### Information shown

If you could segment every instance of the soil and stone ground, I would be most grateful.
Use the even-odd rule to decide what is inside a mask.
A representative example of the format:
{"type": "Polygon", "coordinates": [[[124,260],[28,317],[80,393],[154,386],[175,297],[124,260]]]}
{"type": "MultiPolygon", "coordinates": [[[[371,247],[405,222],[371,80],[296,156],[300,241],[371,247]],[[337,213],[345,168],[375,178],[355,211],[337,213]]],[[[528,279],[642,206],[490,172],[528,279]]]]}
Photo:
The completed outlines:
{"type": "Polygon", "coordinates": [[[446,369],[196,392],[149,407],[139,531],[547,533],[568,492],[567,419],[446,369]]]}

######

*To do*
Reproduce all of the material above, line for line and without a single change.

*Task answer*
If you could segment every instance of the soil and stone ground, I would be most grateful.
Use the even-odd rule to decide what is inside a mask.
A representative example of the format:
{"type": "Polygon", "coordinates": [[[124,260],[28,317],[80,393],[154,386],[175,297],[124,260]]]}
{"type": "MultiPolygon", "coordinates": [[[[371,247],[405,222],[371,80],[296,156],[300,241],[371,247]],[[337,213],[345,168],[375,178],[355,211],[337,213]]],[[[528,279],[642,206],[490,172],[528,279]]]]}
Photo:
The completed outlines:
{"type": "Polygon", "coordinates": [[[446,369],[196,392],[149,407],[139,531],[547,533],[568,492],[567,419],[446,369]]]}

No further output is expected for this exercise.